* GIVEN PASSAGE *
<<<<
Towards Modern Management in Wildlife Conservation

Simon Black –

Management has been a serious discipline of academic note at least since the 1940s, with Peter Drucker popularising its study by managers and organisations with over 30 books. Starting from The Concept of the Corporation in 1946 which first introduced the idea of organisational management, Drucker is considered one of the most important thought leaders in management.  It is notable that whilst he encouraged focus on customers and rejected the concepts of command-and-control, his ideas hold many inconsistencies. Less helpful suggestions include his emphasis on work design based on ‘front office’ and ‘back office’ concepts, outsourcing, and management-by-objectives. What is interesting about these ideas is that they appear very plausible – the bread and butter of management surely. Yet in practice these approaches fall down time-and-time again (and for good reason when you understand systems theory and psychology).
>>>>
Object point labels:
<<<<
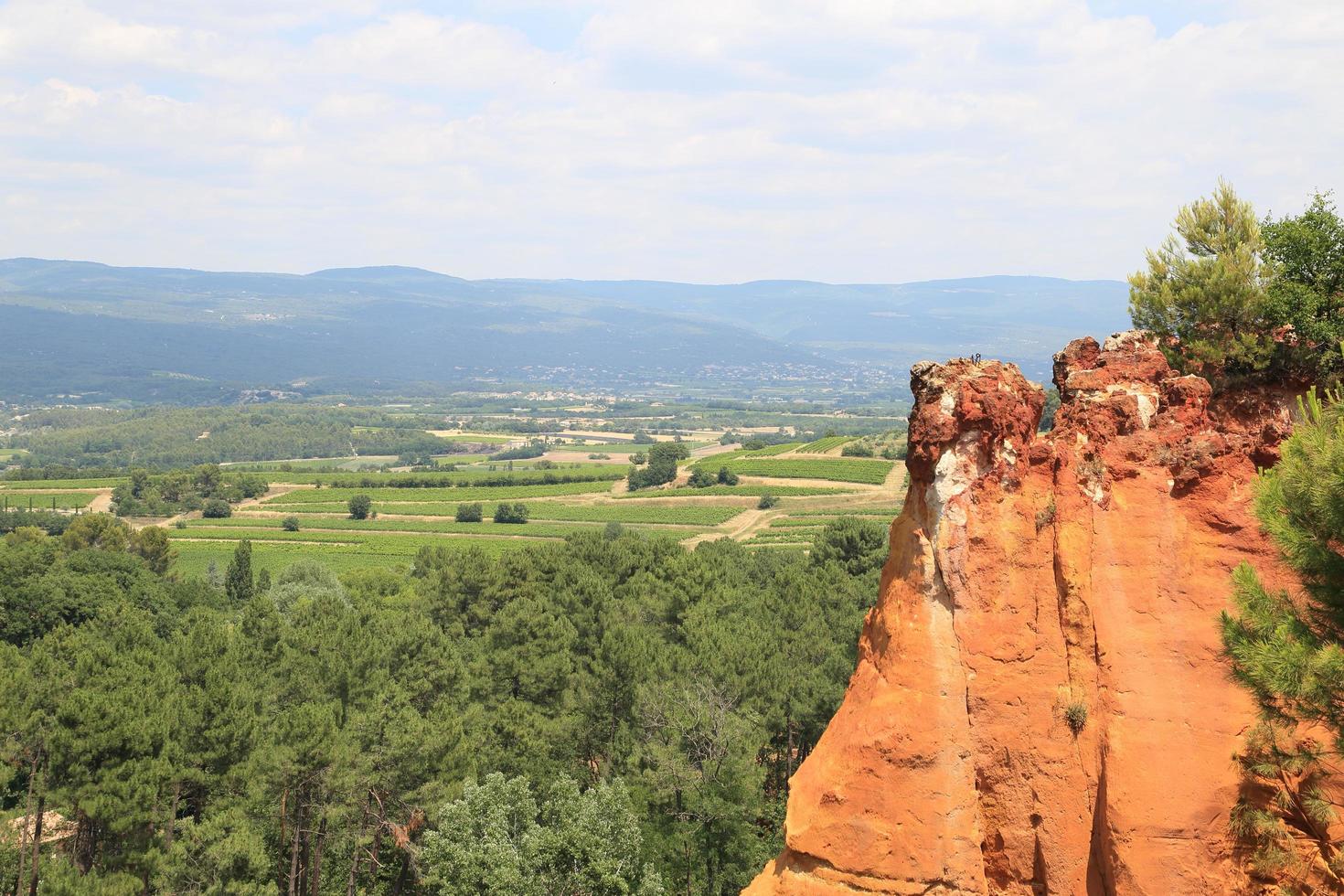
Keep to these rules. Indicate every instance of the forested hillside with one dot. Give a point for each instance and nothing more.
(605, 715)
(185, 437)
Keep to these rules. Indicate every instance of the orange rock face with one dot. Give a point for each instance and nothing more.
(1040, 704)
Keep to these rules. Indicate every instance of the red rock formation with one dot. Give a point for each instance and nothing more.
(1027, 575)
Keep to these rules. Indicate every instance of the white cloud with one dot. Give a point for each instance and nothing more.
(703, 140)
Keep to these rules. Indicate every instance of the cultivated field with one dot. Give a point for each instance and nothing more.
(417, 509)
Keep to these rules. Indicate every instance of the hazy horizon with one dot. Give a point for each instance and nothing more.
(699, 143)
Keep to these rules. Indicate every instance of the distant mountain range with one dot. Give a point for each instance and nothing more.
(155, 334)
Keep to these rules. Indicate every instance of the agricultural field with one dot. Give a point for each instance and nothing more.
(411, 509)
(45, 500)
(862, 470)
(22, 485)
(474, 438)
(317, 464)
(826, 445)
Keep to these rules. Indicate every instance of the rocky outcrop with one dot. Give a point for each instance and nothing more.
(1040, 706)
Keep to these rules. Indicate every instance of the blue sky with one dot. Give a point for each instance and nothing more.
(706, 140)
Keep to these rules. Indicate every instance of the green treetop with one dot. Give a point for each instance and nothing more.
(1206, 286)
(1286, 650)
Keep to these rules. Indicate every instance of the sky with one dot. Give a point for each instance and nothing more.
(699, 140)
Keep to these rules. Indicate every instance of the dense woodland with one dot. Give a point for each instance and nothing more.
(608, 715)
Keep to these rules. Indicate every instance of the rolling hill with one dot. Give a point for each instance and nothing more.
(175, 335)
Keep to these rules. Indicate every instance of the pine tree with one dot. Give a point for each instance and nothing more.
(1204, 289)
(1286, 650)
(238, 583)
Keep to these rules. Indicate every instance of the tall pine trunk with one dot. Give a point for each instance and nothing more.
(37, 844)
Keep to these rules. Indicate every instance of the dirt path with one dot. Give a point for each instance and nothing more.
(274, 491)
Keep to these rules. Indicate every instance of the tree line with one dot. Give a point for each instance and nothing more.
(606, 715)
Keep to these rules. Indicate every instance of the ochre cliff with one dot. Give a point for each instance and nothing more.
(1031, 574)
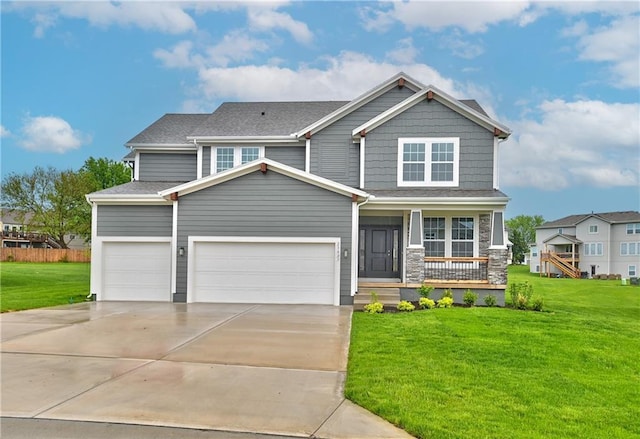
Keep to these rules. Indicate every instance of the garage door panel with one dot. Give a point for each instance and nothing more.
(136, 271)
(264, 272)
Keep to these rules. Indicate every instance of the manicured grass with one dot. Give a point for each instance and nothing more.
(35, 285)
(571, 371)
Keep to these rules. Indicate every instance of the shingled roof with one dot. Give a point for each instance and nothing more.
(610, 217)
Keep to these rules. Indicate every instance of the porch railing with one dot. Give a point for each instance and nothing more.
(456, 269)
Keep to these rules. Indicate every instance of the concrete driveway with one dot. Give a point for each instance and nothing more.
(259, 369)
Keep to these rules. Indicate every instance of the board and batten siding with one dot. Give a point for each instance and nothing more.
(429, 119)
(288, 155)
(334, 155)
(270, 205)
(134, 220)
(167, 167)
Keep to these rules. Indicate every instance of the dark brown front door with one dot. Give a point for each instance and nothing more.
(379, 251)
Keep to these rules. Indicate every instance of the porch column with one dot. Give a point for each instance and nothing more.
(415, 250)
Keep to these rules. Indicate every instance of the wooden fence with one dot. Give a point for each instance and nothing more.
(10, 254)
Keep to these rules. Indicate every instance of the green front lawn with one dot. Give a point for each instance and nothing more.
(35, 285)
(571, 371)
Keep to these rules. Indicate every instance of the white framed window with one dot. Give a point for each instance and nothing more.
(633, 228)
(593, 249)
(629, 248)
(227, 157)
(450, 237)
(428, 161)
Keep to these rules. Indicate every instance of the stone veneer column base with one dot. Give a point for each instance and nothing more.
(415, 265)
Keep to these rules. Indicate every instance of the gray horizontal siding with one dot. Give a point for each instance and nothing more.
(265, 205)
(289, 155)
(134, 220)
(429, 119)
(167, 167)
(333, 152)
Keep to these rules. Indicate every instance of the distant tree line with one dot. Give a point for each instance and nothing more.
(54, 200)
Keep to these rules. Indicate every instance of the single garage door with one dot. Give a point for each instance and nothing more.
(264, 272)
(136, 271)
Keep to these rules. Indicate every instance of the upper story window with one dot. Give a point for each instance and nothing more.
(593, 249)
(227, 157)
(428, 161)
(633, 228)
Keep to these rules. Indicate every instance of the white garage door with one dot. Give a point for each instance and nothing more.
(264, 272)
(136, 271)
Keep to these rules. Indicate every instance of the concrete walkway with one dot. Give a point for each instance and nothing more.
(249, 369)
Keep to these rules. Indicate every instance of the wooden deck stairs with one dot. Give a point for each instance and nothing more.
(388, 296)
(565, 266)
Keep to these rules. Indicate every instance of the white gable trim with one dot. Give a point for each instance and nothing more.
(361, 100)
(272, 166)
(439, 96)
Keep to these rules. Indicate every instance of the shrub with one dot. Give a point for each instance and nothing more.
(405, 305)
(537, 303)
(374, 308)
(520, 293)
(445, 302)
(425, 291)
(490, 300)
(426, 303)
(469, 297)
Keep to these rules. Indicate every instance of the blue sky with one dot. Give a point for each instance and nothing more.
(80, 79)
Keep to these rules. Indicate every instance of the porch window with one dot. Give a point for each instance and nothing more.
(428, 161)
(462, 237)
(227, 157)
(434, 237)
(593, 249)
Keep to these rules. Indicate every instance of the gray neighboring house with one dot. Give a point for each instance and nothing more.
(307, 202)
(588, 245)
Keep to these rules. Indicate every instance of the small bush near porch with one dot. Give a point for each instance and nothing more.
(36, 285)
(571, 371)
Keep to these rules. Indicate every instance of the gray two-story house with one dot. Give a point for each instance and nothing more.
(307, 202)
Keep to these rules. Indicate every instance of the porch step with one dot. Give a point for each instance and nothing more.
(386, 296)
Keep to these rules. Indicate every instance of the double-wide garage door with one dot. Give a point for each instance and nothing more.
(264, 271)
(136, 271)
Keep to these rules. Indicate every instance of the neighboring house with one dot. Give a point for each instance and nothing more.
(307, 202)
(588, 245)
(17, 233)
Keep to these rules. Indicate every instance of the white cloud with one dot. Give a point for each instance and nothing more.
(340, 78)
(267, 18)
(51, 134)
(617, 44)
(584, 143)
(405, 53)
(4, 132)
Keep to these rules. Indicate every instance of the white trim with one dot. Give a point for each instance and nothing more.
(96, 256)
(428, 143)
(362, 152)
(174, 249)
(439, 96)
(97, 262)
(265, 239)
(355, 237)
(361, 100)
(496, 164)
(272, 166)
(244, 139)
(199, 162)
(136, 169)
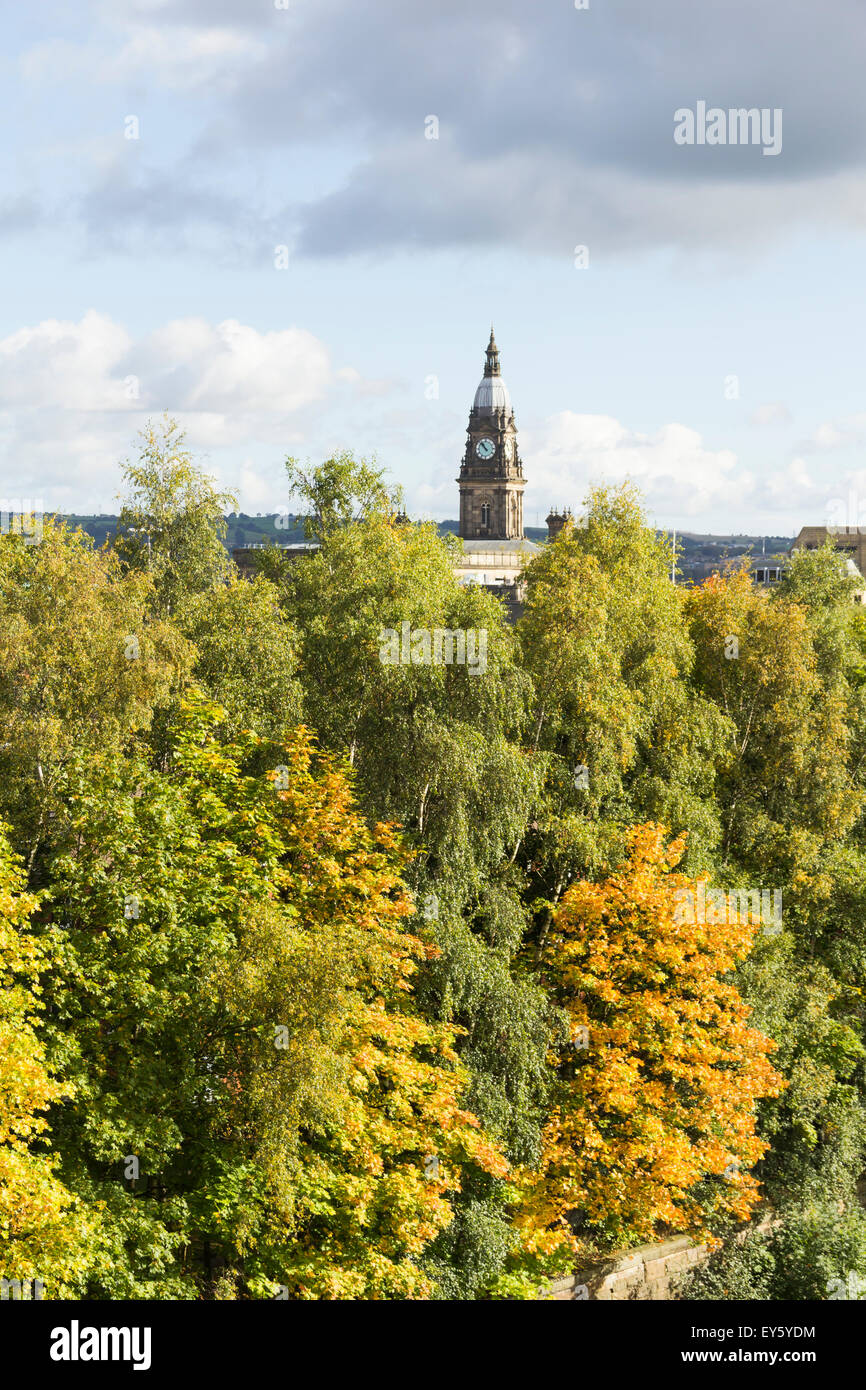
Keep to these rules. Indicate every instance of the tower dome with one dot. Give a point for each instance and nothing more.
(491, 474)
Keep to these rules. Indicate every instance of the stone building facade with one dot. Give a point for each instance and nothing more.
(491, 476)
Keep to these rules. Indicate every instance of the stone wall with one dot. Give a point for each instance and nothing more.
(647, 1272)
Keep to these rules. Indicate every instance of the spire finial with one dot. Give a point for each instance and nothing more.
(492, 357)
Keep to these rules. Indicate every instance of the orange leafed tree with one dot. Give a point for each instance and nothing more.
(655, 1115)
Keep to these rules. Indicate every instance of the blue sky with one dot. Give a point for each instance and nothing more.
(139, 274)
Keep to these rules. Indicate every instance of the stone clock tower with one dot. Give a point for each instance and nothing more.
(491, 476)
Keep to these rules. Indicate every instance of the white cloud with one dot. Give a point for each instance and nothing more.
(673, 467)
(182, 59)
(772, 413)
(74, 395)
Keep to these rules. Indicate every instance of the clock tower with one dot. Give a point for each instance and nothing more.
(491, 476)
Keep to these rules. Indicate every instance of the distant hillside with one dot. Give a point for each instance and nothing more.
(697, 555)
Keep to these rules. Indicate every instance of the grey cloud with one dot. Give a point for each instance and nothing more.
(556, 124)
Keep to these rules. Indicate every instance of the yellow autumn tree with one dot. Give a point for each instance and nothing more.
(654, 1125)
(42, 1230)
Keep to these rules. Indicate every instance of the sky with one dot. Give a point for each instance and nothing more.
(291, 223)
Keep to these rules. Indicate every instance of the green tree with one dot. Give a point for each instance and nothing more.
(171, 523)
(43, 1232)
(257, 1093)
(341, 491)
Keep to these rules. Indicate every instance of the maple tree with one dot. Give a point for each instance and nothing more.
(658, 1093)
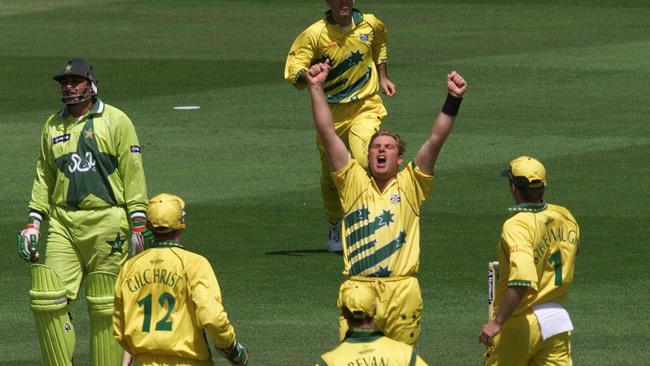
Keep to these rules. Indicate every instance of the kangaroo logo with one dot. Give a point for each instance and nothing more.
(81, 165)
>>>>
* THE EXERCISE *
Write the next part of the piece on management in wildlife conservation, starting after its last sentence.

* EXERCISE RESPONSE *
It can be argued that these ideas appear far from the operational concerns of wildlife conservation. Nevertheless, time and again I see conservation NGOs and government departments using management-by-objectives. It is also common for decision makers to be based in HQ whilst people on the ground have to take grief from local people, or to find field professionals fiddling around waiting in frustration for senior authorisation to make necessary interventions. Worse, whole programmes get defined by the requirements of funders, not the needs of species and ecosystems of concern.

In most instances these difficulties are of course not the deliberate fault of central management. But as senior managers we must not omit to make effort to understand the realities of management – if you design the work and the organisation incorrectly it prevents purposeful action by staff. The best conservation managers focus on having a whole picture of conservation management – purposefully leading people “to do the right work better“, for the benefit of species and ecosystems.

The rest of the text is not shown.